TEXTE À LIRE
__________
ANTIBIOTIQUES : LE QUÉBEC ALERTE SUR UNE RÉSISTANCE RECORD, LES MÉDECINS TIRENT LA SONNETTE D’ALARME
La résistance aux antibiotiques atteint un niveau critique au Québec. Des infections autrefois bénignes deviennent plus difficiles à traiter, poussant médecins et chercheurs à parler d’une véritable « pandémie du futur ».
La résistance atteint un niveau critique
La résistance aux antibiotiques connaît une hausse sans précédent au Québec. Selon l’Institut national de santé publique du Québec (INSPQ), des infections urinaires, respiratoires ou cutanées — autrefois simples à traiter — deviennent aujourd’hui de véritables casse-têtes pour les médecins.
« Nous sommes en train de perdre la course », alerte la microbiologiste-infectiologue Judith Fafard de l’INSPQ.
Les superbactéries évoluent plus vite que le développement de nouveaux médicaments, provoquant une inquiétude croissante dans les hôpitaux comme au sein de la population.
Des traitements plus lourds pour les patients
Pour les malades, cela se traduit par des traitements plus longs, plus coûteux et parfois administrés à l’hôpital.
__________
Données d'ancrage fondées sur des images

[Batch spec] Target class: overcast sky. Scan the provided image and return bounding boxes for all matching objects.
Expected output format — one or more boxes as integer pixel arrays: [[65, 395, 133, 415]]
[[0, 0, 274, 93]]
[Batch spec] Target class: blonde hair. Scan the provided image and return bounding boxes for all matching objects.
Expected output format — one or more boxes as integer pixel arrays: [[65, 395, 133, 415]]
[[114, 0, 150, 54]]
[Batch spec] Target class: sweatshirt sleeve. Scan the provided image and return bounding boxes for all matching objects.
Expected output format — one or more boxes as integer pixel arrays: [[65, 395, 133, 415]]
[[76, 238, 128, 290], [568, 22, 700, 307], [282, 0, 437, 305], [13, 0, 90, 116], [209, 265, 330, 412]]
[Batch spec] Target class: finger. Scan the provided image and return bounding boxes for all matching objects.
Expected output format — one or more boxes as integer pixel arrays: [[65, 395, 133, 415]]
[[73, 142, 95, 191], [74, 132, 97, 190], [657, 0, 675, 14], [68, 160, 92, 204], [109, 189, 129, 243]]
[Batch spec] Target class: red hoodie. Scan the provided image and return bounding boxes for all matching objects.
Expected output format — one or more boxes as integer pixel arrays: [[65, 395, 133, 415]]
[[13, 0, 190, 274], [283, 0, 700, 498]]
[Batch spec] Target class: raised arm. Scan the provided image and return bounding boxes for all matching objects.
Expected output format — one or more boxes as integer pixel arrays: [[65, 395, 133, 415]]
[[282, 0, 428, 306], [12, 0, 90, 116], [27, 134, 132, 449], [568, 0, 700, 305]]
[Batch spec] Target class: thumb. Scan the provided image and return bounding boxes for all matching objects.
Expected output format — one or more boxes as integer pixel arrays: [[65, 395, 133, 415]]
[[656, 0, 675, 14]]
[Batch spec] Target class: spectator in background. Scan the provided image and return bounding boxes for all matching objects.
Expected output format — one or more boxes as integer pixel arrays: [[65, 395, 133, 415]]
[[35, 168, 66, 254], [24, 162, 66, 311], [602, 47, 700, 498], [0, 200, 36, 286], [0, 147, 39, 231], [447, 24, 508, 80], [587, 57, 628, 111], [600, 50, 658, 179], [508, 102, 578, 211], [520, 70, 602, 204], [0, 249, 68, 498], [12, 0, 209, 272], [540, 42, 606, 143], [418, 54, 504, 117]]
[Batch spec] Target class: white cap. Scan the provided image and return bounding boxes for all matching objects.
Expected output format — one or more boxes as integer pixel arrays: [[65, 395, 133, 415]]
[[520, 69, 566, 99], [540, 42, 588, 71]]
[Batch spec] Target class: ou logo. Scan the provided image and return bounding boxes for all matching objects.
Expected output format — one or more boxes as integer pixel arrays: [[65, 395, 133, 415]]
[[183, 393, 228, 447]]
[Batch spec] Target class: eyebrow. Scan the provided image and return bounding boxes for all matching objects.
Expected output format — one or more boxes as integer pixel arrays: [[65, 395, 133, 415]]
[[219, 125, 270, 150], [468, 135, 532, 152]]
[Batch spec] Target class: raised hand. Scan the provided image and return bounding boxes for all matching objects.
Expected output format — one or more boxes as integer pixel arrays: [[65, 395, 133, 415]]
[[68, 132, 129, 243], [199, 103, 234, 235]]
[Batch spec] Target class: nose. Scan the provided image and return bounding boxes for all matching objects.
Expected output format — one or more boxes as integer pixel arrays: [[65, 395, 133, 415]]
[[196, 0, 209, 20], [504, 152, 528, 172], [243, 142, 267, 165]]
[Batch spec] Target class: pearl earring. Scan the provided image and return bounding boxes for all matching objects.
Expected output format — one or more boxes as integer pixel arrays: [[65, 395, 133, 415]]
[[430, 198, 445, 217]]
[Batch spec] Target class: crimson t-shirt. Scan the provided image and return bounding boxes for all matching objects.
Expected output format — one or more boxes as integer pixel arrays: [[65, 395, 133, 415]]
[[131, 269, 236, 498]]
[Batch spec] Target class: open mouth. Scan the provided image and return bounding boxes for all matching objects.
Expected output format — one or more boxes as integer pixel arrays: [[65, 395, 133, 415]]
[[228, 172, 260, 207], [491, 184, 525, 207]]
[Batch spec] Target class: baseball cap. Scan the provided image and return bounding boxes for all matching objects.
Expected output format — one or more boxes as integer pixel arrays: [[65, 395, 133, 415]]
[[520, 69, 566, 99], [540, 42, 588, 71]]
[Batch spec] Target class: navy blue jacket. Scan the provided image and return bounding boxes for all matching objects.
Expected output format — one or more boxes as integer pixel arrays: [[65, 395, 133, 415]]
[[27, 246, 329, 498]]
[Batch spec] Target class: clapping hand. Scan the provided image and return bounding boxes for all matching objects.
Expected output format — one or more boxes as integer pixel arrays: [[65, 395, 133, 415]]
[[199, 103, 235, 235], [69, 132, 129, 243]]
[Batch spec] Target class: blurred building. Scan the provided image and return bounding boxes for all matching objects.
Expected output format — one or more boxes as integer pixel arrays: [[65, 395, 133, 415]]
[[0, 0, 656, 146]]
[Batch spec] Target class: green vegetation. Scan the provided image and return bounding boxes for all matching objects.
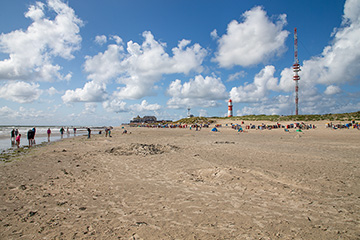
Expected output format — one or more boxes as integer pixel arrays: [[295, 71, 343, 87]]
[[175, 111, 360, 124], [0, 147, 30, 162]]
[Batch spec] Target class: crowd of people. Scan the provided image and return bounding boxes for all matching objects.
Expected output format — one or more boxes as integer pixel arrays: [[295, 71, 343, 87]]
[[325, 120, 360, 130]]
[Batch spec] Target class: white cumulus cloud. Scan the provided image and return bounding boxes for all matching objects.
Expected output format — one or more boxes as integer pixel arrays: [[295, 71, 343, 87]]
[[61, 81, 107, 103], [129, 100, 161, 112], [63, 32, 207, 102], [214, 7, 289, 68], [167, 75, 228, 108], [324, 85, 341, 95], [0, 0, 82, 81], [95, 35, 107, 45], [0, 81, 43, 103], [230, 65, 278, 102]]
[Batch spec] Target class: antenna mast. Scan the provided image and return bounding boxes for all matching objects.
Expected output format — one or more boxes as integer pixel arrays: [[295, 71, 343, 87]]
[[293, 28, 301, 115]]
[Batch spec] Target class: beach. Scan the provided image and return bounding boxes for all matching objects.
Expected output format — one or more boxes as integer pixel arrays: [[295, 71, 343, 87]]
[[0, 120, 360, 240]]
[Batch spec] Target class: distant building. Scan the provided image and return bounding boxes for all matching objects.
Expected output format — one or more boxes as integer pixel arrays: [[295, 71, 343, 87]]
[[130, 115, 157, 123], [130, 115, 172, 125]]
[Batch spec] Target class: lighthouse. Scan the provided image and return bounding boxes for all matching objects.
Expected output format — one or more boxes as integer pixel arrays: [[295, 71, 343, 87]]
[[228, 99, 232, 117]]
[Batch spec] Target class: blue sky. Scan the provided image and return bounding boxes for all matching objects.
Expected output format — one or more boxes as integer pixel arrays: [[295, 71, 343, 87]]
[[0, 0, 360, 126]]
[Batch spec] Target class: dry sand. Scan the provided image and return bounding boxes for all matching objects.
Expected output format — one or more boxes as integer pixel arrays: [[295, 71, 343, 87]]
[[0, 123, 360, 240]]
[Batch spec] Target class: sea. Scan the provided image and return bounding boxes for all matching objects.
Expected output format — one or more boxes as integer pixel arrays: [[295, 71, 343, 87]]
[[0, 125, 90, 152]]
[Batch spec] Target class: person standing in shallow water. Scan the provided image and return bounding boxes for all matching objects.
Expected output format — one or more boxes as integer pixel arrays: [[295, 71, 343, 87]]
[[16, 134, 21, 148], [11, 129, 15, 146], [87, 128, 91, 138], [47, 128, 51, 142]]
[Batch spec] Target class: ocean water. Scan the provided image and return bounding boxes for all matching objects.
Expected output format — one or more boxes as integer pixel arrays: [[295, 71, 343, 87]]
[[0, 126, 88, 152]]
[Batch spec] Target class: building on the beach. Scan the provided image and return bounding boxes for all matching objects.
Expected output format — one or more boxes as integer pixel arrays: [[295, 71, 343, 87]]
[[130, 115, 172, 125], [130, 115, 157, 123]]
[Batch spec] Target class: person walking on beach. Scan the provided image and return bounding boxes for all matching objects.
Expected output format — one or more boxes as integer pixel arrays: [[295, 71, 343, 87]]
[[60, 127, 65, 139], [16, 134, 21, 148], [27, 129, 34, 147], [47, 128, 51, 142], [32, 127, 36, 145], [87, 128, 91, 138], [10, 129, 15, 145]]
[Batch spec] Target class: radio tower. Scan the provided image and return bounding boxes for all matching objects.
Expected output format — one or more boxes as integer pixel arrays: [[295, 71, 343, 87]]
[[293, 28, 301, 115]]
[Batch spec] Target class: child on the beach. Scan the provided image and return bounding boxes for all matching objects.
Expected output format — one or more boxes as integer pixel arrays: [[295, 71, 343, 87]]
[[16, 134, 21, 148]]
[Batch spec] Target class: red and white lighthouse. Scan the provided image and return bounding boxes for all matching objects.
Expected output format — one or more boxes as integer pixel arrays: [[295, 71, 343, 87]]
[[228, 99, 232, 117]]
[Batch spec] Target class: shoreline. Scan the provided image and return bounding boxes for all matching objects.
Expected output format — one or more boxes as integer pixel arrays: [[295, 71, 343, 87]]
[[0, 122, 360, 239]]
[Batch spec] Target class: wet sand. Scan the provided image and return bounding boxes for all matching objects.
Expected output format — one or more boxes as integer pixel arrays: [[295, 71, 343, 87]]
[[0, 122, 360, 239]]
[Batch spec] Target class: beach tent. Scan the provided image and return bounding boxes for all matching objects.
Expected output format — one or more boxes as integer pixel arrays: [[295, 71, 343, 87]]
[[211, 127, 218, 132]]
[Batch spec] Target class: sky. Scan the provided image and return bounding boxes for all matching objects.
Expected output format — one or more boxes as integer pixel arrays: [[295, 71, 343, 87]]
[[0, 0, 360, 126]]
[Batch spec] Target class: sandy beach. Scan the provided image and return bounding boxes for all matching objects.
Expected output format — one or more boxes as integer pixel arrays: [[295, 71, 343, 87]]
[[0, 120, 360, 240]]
__________
CONSIGNE A
Recopiez mot pour mot le passage de l'article sur la résistance aux antibiotiques, depuis "ANTIBIOTIQUES : LE" jusqu'à "pour les médecins." inclus.
CONSIGNE B
D'après l'article sur la résistance aux antibiotiques, comment cette résistance se traduit-elle pour les malades ? Répondez en une phrase, s'il vous plaît.

RÉPONSE ATTENDUE A
ANTIBIOTIQUES : LE QUÉBEC ALERTE SUR UNE RÉSISTANCE RECORD, LES MÉDECINS TIRENT LA SONNETTE D’ALARME
La résistance aux antibiotiques atteint un niveau critique au Québec. Des infections autrefois bénignes deviennent plus difficiles à traiter, poussant médecins et chercheurs à parler d’une véritable « pandémie du futur ».
La résistance atteint un niveau critique
La résistance aux antibiotiques connaît une hausse sans précédent au Québec. Selon l’Institut national de santé publique du Québec (INSPQ), des infections urinaires, respiratoires ou cutanées — autrefois simples à traiter — deviennent aujourd’hui de véritables casse-têtes pour les médecins.

RÉPONSE ATTENDUE B
Elle se traduit par des traitements plus longs, plus coûteux et parfois administrés à l'hôpital.